§ **OBJETIVOS**
**a)** Modifique o texto sobre protestos contra ditaduras em tudo o que vai de "Lições da história" até "ditaduras, não democracias.", trocando "ditaduras" por "regimes autoritários".
**b)** Segundo o texto sobre protestos contra ditaduras, a que universidade está ligada a cientista política Erica Chenoweth?
**c)** Retome o texto sobre protestos contra ditaduras a partir do ponto em que ele termina.

Quantas pessoas são necessárias para derrubar uma ditadura (de acordo com a ciência)

A luta dos sindicatos agrupados na federação sindical Solidariedade na Polônia na década de 1980, o movimento anti-apartheid na África do Sul, a derrubada do presidente sérvio Slobodan Milosevic; a Revolução de Jasmim que forçou a saída do presidente tunisiano Zine al-Abidine Ben Ali e desencadeou a Primavera Árabe…

Todos esses são exemplos de movimentos populares que culminaram em mudanças políticas substanciais.

E o último a ganhar as atenções de todo mundo aconteceu em Belarus, onde dezenas de milhares de pessoas saíram às ruas nas últimas semanas após uma eleição polêmica em que o presidente Alexander Lukashenko alegou vitória.

Apesar disso, no entanto, o movimento vem sendo predominantemente pacífico.

Lições da história

Uma boa maneira de avaliar isso é olhando para a história.

Foi o que a cientista política de Harvard Erica Chenoweth fez.

Ela concentrou seu trabalho principalmente em protestos contra ditaduras, não democracias.

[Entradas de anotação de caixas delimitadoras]
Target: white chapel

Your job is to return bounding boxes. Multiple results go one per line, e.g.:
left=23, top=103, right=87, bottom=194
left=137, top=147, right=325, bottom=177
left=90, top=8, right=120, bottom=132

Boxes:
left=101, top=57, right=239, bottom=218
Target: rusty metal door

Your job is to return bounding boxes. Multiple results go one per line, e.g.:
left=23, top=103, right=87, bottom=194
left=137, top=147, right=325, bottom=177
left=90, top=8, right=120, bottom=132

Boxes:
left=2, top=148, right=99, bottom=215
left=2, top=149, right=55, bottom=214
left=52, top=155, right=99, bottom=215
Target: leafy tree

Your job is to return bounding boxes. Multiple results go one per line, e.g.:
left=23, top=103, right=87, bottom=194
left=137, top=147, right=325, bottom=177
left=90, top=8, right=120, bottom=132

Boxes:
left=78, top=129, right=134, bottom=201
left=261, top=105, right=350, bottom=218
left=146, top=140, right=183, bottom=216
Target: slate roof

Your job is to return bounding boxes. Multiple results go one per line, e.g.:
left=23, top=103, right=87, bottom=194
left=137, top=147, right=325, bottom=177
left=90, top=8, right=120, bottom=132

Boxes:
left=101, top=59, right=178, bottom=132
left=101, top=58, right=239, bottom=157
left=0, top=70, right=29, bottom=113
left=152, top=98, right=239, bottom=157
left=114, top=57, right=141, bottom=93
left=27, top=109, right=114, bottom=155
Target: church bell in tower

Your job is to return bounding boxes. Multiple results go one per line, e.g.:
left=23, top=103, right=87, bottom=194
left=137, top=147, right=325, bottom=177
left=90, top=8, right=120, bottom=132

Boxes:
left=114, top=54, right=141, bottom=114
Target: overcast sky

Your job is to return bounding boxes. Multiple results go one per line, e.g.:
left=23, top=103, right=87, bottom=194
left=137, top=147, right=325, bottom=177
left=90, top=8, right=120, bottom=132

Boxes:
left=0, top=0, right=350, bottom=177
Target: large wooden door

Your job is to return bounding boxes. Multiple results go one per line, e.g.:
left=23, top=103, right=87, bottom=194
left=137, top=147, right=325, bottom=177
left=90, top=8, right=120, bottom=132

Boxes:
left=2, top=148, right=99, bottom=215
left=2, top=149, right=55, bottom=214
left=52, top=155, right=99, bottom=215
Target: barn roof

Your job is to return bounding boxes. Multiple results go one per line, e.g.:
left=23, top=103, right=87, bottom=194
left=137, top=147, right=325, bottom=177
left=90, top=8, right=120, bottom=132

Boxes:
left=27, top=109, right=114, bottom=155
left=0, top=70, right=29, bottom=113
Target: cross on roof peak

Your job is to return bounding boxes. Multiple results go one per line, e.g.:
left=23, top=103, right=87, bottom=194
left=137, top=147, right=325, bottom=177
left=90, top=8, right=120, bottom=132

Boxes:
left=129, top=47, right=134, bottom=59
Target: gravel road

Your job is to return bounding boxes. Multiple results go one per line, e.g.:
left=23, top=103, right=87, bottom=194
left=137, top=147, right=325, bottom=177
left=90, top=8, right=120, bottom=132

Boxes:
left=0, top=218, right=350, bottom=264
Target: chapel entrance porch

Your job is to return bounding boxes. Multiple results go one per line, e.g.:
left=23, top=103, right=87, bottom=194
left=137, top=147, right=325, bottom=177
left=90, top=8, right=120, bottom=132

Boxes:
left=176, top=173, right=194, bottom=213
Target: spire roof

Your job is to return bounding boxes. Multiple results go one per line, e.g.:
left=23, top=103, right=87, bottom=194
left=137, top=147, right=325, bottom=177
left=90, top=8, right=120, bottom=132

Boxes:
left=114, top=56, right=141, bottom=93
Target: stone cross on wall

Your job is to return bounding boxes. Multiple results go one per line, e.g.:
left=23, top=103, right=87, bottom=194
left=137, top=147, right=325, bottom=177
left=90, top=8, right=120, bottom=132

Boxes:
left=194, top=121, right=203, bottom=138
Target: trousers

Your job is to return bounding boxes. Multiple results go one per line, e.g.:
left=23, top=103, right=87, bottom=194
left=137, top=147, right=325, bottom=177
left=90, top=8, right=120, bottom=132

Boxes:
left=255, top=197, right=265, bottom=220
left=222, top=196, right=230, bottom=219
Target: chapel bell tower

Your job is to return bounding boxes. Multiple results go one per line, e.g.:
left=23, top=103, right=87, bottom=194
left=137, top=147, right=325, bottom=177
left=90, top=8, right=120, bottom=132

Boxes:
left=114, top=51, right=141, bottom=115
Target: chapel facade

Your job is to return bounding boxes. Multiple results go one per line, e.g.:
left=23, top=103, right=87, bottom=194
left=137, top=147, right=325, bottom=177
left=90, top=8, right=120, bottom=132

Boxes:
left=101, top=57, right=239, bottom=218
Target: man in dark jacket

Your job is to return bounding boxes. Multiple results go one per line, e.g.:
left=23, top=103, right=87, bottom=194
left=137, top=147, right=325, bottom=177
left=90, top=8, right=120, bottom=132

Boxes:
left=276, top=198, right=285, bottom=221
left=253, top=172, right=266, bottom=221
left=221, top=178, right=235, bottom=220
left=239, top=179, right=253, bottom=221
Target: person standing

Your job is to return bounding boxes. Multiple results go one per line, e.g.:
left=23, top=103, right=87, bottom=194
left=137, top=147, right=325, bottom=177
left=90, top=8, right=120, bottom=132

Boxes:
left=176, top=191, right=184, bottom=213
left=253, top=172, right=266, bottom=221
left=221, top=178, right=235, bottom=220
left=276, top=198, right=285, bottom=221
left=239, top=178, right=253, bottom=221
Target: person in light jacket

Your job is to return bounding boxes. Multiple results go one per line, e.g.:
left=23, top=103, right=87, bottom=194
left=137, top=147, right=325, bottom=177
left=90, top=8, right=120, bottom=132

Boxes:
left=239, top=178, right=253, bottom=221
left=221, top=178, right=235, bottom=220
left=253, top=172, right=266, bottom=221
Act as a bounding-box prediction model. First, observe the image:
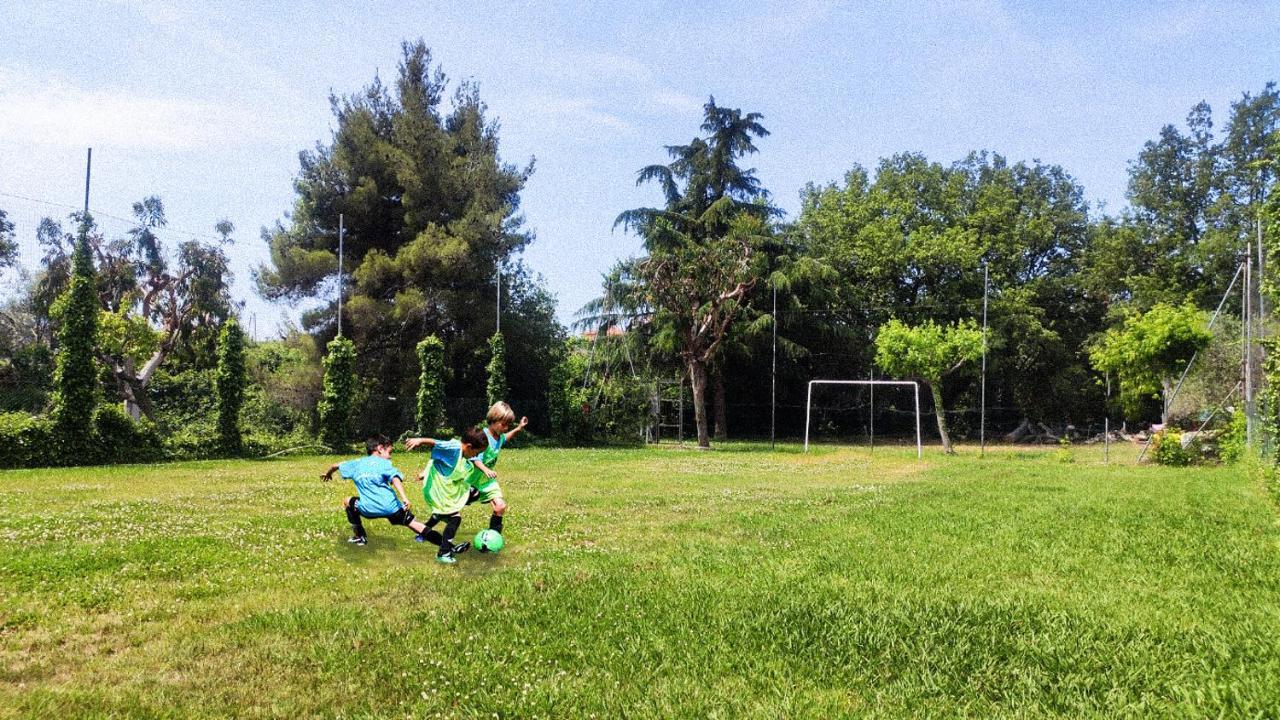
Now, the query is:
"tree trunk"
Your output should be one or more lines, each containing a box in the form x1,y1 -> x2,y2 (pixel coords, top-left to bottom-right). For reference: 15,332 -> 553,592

§ **PROBLEMAS RESOLVIDOS**
**a)**
Lições da história

Uma boa maneira de avaliar isso é olhando para a história.

Foi o que a cientista política de Harvard Erica Chenoweth fez.

Ela concentrou seu trabalho principalmente em protestos contra regimes autoritários, não democracias.

**b)** À Universidade de Harvard.

**c)**
Ao contrário dos democratas, os ditadores não podem ser removidos pelo voto popular. Em uma democracia, se uma política é impopular, outros políticos podem ser eleitos com a promessa de aboli-la. Não existe tal mecanismo em uma ditadura.

Essas definições, entretanto, são frequentemente questionadas. Onde fica a fronteira entre democracia e ditadura? Muitas vezes, não existe um limite definido: um sistema político pode ser mais ou menos democrático.

E também há o problema de como a violência e a não-violência são classificadas.

Os ataques à propriedade devem ser considerados “violentos”? E quanto às pessoas que gritam insultos racistas, mas sem agressão física? E quanto aos atos de auto-sacrifício, como autoimolação ou greves de fome? Eles são violentos?

As vantagens da nãoviolência

Apesar dessas dificuldades de categorização, existem algumas formas de protesto que são claramente não violentas e outras que são claramente violentas.

O assassinato é claramente violento. Manifestações pacíficas, petições, cartazes, greves e boicotes, manifestações e greves não são violentas.

Na verdade, de acordo com uma classificação conhecida, existem 198 formas de protesto não-violento.

E analisando cada movimento de protesto para o qual havia dados suficientes, de 1900 a 2006, Erica Chenoweth e sua colega, Maria Stephan, concluíram que um movimento tinha duas vezes mais chances de sucesso se não fosse violento.

A próxima pergunta é: por quê?

A resposta parece ser que a violência reduz a base de apoio de um movimento, enquanto muito mais pessoas se unem ativamente a protestos não violentos.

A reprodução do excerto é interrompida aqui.